Object location annotation data
>> begin
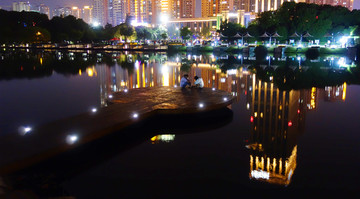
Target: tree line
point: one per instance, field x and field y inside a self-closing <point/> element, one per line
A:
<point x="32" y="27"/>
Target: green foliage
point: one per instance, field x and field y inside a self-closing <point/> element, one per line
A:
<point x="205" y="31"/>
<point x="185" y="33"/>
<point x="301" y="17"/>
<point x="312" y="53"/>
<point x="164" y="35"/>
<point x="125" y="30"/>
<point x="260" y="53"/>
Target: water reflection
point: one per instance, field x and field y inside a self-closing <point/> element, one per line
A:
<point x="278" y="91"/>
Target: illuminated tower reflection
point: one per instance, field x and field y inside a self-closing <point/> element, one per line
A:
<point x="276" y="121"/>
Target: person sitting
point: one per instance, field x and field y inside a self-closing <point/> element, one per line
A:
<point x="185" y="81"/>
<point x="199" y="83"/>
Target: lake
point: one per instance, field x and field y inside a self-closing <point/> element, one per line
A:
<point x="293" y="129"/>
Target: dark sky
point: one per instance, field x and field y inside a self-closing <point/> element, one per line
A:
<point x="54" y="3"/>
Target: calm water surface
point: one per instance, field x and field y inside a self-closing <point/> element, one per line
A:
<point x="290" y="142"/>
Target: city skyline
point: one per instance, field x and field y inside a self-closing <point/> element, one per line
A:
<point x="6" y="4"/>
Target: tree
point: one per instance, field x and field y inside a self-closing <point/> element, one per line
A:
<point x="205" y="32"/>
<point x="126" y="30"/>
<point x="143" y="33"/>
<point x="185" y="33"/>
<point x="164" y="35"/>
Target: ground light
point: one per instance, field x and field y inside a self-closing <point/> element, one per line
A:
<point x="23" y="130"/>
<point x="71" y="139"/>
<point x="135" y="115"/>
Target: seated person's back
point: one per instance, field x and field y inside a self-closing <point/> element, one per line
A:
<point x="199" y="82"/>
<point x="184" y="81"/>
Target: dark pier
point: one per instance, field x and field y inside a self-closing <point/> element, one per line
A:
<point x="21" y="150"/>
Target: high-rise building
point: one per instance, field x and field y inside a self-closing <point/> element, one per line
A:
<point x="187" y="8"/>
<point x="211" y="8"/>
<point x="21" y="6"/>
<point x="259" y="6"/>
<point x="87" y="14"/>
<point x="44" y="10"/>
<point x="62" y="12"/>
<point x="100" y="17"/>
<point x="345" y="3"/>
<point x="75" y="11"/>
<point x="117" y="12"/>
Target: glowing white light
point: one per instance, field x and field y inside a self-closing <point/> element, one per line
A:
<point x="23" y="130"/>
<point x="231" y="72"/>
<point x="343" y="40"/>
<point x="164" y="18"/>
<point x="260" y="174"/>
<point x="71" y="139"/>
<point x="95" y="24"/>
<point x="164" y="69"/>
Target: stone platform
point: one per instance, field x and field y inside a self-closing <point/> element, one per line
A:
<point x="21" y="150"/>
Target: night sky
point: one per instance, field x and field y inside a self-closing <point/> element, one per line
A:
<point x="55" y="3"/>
>> end
>> begin
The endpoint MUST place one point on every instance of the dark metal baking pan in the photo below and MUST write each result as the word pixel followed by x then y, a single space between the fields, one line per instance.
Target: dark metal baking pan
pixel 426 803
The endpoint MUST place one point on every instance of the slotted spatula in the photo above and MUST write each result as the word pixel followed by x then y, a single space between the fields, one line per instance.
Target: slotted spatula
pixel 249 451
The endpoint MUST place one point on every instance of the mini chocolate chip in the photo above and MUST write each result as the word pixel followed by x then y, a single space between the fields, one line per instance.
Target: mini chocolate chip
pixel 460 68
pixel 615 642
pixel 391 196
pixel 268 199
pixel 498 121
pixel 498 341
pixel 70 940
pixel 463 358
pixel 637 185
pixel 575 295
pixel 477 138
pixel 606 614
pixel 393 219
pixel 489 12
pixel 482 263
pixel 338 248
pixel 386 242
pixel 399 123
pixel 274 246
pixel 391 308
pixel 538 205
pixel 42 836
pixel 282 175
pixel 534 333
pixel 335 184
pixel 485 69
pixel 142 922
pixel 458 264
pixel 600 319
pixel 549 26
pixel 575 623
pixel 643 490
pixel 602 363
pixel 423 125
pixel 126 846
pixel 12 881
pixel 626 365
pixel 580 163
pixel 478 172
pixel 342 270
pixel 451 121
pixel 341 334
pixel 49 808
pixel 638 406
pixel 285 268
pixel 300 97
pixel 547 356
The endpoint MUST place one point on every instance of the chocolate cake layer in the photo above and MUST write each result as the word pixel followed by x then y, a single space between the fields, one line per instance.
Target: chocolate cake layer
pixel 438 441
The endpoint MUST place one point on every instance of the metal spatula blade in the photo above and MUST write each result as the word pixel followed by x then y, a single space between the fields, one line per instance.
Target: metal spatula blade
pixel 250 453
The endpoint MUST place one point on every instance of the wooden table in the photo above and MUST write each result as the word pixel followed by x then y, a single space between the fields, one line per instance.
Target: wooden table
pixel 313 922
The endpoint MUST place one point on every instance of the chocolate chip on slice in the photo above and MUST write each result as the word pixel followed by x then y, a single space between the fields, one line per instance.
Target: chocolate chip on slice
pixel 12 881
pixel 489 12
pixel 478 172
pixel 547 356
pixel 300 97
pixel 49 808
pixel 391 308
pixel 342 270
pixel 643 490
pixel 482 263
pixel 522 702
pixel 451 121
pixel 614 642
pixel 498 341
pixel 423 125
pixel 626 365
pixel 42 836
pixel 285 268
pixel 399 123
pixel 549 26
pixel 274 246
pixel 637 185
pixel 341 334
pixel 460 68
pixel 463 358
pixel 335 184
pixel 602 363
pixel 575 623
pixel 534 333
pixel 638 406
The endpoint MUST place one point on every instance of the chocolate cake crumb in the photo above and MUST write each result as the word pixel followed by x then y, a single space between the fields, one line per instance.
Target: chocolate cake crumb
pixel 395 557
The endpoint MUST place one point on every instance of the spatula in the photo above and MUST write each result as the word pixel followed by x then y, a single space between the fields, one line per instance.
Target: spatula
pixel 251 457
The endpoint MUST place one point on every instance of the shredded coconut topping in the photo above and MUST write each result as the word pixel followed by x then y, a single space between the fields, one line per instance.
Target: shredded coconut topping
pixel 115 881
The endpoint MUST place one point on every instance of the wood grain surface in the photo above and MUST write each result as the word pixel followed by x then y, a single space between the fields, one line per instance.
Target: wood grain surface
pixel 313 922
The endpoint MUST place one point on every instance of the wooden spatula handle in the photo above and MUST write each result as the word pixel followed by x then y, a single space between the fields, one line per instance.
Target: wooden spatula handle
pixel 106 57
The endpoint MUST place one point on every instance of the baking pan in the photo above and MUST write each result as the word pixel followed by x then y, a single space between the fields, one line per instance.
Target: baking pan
>> end
_SET PROBLEM_
Extract every line above that contains the string "surface", treating uppercase and lowercase letters as different.

_REPLY_
Target: calm water surface
The endpoint MUST place one point on every instance of the wood grain surface in the photo above and MUST write each result as the word pixel followed by x then y, a single space between the fields, one line per instance.
Target: wood grain surface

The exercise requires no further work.